◆ WORK TO BE COMPLETED
Return every line in the entries below that contains the word "tree".

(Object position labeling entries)
"""
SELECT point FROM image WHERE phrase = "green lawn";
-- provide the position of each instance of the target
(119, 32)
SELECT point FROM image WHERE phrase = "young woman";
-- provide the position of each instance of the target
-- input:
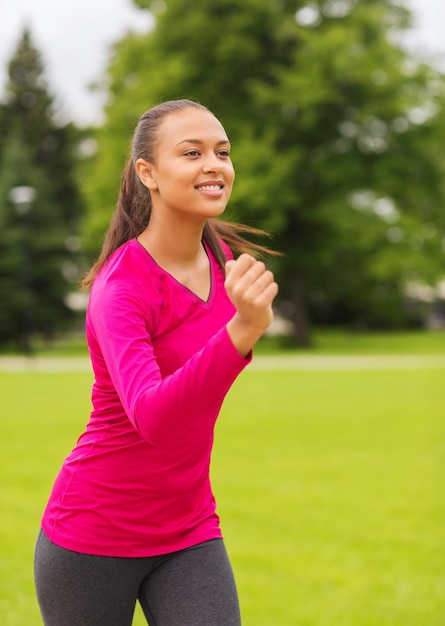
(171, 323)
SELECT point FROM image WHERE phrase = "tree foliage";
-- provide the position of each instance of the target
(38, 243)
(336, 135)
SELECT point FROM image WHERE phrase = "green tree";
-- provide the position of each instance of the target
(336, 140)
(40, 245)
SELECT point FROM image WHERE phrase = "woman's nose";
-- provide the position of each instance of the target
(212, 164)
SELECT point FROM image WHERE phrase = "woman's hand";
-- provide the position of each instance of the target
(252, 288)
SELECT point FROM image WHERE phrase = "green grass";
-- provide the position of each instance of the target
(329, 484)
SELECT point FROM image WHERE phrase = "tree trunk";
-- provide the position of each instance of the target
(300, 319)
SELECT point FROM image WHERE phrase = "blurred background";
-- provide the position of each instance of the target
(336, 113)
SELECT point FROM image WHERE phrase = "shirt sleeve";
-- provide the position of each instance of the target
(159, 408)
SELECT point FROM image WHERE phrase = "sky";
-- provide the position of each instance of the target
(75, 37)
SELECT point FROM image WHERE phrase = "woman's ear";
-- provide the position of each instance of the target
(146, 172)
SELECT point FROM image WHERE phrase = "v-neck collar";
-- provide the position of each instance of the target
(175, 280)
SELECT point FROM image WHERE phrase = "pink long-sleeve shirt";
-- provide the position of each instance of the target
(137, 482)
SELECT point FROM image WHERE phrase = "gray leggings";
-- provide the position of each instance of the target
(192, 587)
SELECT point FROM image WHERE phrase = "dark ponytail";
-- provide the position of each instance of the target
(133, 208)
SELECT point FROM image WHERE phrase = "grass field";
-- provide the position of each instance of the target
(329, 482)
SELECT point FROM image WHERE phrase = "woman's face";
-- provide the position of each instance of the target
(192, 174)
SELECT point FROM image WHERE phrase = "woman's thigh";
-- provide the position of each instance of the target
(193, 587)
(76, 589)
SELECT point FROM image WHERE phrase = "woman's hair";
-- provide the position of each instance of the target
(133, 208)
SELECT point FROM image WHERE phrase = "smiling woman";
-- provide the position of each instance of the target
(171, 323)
"""
"""
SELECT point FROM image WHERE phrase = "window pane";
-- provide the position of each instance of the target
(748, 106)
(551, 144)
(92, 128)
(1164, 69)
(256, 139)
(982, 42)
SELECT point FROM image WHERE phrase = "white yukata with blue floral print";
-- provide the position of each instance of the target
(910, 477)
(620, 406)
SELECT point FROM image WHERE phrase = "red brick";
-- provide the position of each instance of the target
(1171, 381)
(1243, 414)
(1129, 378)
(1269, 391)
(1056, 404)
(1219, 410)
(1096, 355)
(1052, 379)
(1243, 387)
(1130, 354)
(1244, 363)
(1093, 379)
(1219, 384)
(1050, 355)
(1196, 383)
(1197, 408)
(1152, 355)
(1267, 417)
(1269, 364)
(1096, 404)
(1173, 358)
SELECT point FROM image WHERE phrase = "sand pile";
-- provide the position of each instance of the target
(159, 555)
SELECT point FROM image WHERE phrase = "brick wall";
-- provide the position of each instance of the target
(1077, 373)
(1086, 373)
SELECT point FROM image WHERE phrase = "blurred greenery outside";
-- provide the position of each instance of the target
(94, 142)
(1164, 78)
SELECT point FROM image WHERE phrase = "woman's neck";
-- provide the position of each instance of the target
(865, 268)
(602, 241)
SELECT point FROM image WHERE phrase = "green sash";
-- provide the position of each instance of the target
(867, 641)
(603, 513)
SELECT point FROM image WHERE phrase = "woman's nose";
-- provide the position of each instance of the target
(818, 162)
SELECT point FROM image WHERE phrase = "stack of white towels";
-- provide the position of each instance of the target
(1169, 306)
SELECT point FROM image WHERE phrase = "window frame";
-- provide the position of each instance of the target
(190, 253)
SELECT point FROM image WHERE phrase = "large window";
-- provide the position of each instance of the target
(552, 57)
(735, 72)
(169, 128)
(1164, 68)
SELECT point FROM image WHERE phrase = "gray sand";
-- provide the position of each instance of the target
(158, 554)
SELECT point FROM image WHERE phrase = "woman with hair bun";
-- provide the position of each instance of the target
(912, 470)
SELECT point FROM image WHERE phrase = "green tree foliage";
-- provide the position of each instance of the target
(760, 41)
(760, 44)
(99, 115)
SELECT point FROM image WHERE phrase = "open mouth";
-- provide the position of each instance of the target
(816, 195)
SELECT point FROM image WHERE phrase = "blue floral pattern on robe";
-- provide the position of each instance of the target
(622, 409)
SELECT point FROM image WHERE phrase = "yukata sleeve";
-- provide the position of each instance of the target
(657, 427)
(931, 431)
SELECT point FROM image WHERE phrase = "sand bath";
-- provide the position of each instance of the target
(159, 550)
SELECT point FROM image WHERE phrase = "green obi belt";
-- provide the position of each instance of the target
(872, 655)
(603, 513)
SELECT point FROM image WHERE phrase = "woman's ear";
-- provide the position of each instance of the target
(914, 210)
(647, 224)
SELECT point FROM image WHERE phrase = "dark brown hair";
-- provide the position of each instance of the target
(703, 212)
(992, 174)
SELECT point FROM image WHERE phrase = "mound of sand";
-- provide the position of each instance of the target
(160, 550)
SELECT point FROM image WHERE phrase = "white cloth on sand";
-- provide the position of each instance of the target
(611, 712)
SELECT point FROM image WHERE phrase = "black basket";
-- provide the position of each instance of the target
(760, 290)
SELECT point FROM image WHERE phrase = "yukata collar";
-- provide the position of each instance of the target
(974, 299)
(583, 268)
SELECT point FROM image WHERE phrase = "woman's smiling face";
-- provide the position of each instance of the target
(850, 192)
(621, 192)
"""
◆ ANSWER TO THIS TASK
SELECT point FROM image WHERE phrase = "tree foliage";
SELECT point FROM image WHERE phrase = "green tree";
SELECT point FROM image WHERE phrase = "tree trunk";
SELECT point FROM image WHERE phrase = "green tree foliage";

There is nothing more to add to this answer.